Go through the records below and restate each one word for word.

== Segment start ==

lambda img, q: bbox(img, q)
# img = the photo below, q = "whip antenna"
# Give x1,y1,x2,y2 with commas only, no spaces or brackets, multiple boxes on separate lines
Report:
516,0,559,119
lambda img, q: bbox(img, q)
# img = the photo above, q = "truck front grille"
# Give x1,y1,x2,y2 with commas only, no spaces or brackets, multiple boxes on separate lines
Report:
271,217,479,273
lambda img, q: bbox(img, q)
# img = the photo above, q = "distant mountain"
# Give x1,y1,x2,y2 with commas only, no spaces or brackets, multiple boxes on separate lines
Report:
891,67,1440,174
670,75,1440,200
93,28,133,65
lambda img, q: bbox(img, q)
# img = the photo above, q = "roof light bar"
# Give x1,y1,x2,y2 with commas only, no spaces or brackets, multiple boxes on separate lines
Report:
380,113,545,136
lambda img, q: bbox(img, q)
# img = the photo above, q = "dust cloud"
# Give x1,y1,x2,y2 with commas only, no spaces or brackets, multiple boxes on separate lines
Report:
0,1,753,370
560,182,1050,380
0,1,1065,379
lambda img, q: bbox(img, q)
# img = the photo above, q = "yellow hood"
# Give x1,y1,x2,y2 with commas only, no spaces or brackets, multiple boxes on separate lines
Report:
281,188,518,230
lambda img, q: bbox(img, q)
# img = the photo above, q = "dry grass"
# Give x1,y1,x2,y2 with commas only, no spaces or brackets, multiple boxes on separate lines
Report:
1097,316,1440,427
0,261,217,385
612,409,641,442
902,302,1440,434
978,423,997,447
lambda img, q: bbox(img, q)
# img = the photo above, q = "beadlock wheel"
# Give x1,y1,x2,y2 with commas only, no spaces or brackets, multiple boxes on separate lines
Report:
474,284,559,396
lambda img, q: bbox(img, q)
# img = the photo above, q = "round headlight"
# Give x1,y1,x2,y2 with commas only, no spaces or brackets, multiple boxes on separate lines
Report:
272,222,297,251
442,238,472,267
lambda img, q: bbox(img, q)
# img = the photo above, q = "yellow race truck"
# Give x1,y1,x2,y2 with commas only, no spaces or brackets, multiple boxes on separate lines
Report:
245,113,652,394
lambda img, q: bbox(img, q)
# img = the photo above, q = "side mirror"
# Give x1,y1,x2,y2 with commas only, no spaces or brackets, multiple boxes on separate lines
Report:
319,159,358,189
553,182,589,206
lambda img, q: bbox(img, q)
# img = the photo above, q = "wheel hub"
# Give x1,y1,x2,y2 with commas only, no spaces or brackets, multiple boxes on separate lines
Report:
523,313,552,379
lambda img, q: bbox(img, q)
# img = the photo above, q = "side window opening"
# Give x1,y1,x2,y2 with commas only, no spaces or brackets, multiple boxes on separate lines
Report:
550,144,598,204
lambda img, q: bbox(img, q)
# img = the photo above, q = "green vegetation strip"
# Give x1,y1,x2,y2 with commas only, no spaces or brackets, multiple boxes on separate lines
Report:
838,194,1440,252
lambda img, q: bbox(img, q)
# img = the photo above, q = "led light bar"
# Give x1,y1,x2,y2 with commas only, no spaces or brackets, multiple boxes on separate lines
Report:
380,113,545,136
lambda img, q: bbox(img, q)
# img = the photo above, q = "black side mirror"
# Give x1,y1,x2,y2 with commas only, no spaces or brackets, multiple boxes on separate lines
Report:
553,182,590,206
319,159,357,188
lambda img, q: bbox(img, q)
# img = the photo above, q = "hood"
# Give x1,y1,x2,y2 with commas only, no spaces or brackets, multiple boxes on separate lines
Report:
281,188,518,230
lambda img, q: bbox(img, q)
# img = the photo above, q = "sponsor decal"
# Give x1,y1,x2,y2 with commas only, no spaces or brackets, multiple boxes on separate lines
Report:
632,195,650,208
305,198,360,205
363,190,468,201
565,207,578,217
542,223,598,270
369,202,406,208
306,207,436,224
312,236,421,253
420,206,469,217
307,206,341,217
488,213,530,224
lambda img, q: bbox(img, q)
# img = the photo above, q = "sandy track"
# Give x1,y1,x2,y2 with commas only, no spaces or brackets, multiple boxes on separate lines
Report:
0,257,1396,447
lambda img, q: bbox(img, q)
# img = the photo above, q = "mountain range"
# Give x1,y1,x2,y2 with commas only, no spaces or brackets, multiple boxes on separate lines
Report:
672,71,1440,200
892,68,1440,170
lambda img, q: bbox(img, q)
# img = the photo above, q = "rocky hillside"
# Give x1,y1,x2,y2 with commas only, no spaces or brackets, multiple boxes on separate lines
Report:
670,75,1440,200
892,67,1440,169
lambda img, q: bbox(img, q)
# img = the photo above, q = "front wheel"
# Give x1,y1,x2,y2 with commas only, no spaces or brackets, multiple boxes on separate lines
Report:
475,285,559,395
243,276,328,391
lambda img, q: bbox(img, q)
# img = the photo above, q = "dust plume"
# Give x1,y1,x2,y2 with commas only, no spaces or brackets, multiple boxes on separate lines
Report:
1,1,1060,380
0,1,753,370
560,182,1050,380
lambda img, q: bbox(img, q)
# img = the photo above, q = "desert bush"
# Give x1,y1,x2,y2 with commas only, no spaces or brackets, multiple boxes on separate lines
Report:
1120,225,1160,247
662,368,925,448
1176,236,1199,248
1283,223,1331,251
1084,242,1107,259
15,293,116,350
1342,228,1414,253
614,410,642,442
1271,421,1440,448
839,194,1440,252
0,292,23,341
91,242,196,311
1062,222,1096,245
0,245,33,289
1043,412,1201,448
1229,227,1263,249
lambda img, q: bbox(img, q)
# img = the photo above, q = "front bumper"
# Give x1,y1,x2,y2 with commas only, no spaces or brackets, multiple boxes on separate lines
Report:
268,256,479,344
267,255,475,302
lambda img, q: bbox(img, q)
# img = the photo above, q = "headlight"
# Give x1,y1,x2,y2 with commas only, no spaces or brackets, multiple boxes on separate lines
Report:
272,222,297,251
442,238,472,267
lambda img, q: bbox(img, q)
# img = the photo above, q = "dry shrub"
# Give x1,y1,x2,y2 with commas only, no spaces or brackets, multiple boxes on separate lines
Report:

== Segment end ==

▸ **YOUR RESPONSE**
lambda img, q: bbox(img, q)
# img = the photo below, q = "whip antenna"
# Give x1,y1,x2,y2 with commas only, no spaces or brackets, multiple boxes on separate lines
Report:
516,0,559,119
lambda img, q: bbox(img, q)
# img = the photo above, q = "truck front grille"
# Give x1,y1,x2,y2 with commas only, no spaces or brackets, multiple boxes on separate lines
Report:
271,217,479,273
lambda img, q: bbox(img, q)
# img = the photo above, q = "distant mountain"
# Give x1,y1,x2,y2 with commas only, no spaces or brackets, multiple boxes on separate lines
Report:
891,67,1440,174
670,75,1440,200
93,28,133,65
lambda img, q: bbox(img, q)
# img = the photo above, q = "roof light bar"
# Give x1,y1,x2,y2 with commas only, no spaces or brackets, multiple boxes on separate lines
Report:
380,113,545,136
lambda img, q: bbox(img, q)
# img = the photo above, q = "dust cloud"
# Give x1,y1,x2,y2 with commas only, no spaces or brackets, multiple boxes on separate lines
Report:
0,1,753,370
560,182,1050,380
0,1,1065,379
lambda img, q: bbox(img, q)
# img = the photo above, q = "yellow hood"
# Give x1,y1,x2,y2 with commas only, no spaces or brackets, multiple boxes on separate lines
Report:
281,188,518,230
lambda img, q: bbox(img, q)
# img = the photo above, q = "dry grass"
# Give x1,y1,x2,y2 with commas only, no spaces or brackets, multiple boxes on separate lines
Report:
1097,316,1440,427
0,261,217,385
612,409,641,442
902,302,1440,434
978,423,997,447
lambda img, q: bbox(img, q)
# img = the photo above, q = "beadlock wheel"
# Give x1,y1,x2,y2 with commas only, no spaces or brackets, multiple boxes on separate lines
Report:
474,284,559,396
lambda img, q: bbox(img, q)
# img = the photo above, q = "round headlight"
# Give x1,y1,x2,y2 with commas only, no spaces or brackets, multiple boxes on separate lines
Report:
272,222,297,251
442,238,472,267
lambda img, q: bbox(img, q)
# img = the photo above, q = "yellow race truck"
# Give x1,y1,x2,y2 with commas only, no spaces or brackets, multiple boxes on separate lines
Report:
245,113,652,394
lambda img, q: bbox(img, q)
# img = the photo above, q = "side mirror"
# Give x1,y1,x2,y2 with commas only, no spaces or brackets, multiple boxes on separate lines
Report:
319,159,358,189
553,182,589,206
lambda img, q: bbox(img, q)
# img = the photo above, q = "wheel hub"
# Give x1,y1,x2,y2 with commas only, no spaces or brackets, multiple boxes on separate lines
Report:
523,313,552,379
lambda img, q: bbox(img, q)
# img = the photo above, q = "side window opening"
# Give x1,y1,x2,y2 with commas only, no spaces or brackets, multiple boxes on separate lines
Report:
550,144,598,204
lambda img, q: bbox(img, q)
# img = the photo above, q = "green vegetation strip"
# Give x1,y1,x2,y2 with commas only, no spaces or brackets, multiple boxes on separate lines
Report:
838,194,1440,252
lambda img, q: bbox(img, q)
# img = the photo above, q = "led light bar"
# Give x1,y1,x2,y2 with commas only, no spaces or brackets, multiple boxes on separate lines
Report:
380,113,545,136
lambda img, q: bbox(img, q)
# img = the photo above, q = "black side mirror"
# Give x1,y1,x2,y2 with commas only, no spaces or brackets, multiple boxes on separate lines
Report:
553,182,590,206
319,159,357,188
lambda img, q: bbox(img, q)
# img = the photo above, q = "hood"
# Give x1,y1,x2,y2 with commas only, no spaces or brackets, multiple boxes on separate lines
Report:
281,188,518,230
lambda img, q: bbox(img, q)
# img = the photo above, q = "sponsor decal"
# Give x1,y1,x2,y2 with commas only, no spaces or brackets, multiple boxes on separate lines
Report:
632,195,650,208
305,198,360,205
363,190,468,201
565,207,578,217
542,223,598,270
369,202,406,208
306,207,436,224
312,236,421,253
420,206,469,217
307,206,341,217
488,213,530,224
lambda img, q: bbox(img, q)
# img = the photo above, q = "sandy track"
# Give x1,y1,x2,y2 with commas only, no spaces or brackets, multiple boxes on separate lines
Report:
0,257,1396,447
lambda img, q: bbox(img, q)
# img = the photo above, q = "mountain range"
# Give x1,y1,x2,y2 with commas only, no spaces or brackets, multiple boxes on separate lines
Report:
672,71,1440,200
892,68,1440,170
lambda img, q: bbox(img, q)
# img = the photo above, q = "rocky hillside"
# Give x1,y1,x2,y2 with commas only, no spaces or brackets, multiple boxes on separate lines
Report:
670,75,1440,200
892,67,1440,169
lambda img, q: bbox(img, q)
# img = the photo above, q = "front wheel"
# Give x1,y1,x2,y2 with commas only, no spaces or brackets, multiple boxes on separate lines
Report:
475,285,559,395
243,276,328,391
lambda img, q: bbox(img, q)
# img = the photo above, q = "dust plume"
# Give x1,y1,x2,y2 with commas only, no spaces or brackets, multiple boxes on separate lines
Report:
1,1,1060,380
0,1,753,370
560,182,1050,380
lambda img, q: bbox(img, q)
# img = the photo above, q = "desert bush"
# Give x1,y1,x2,y2 with commas only, no spaces or brackets, multiple boxes on separate lines
Report:
1120,225,1160,247
662,368,925,448
1176,236,1199,248
1283,223,1331,251
1084,242,1107,259
15,293,116,350
1342,228,1414,253
614,410,642,442
1271,421,1440,448
839,194,1440,252
0,292,23,341
91,242,196,311
1062,222,1096,245
0,245,33,289
1043,412,1201,448
1229,227,1263,249
lambda img, q: bbox(img, q)
# img = the photo above, q = "front bumper"
# Give x1,y1,x2,y2 with commas only, no spaces or brackets, multiple boxes on separate lines
Report:
268,256,479,344
267,255,475,302
lambda img, q: bbox(img, q)
# img = the photo above, q = "headlight"
# Give x1,y1,x2,y2 with commas only, no spaces or brackets, multiple boxes on separate lines
Report:
272,222,297,251
442,238,472,267
lambda img, q: bbox(img, q)
# img = the photo above, q = "dry shrub"
# Give x1,y1,x2,y2 with commas only, no spaces or brackets, multiple boxes on separate lines
Report:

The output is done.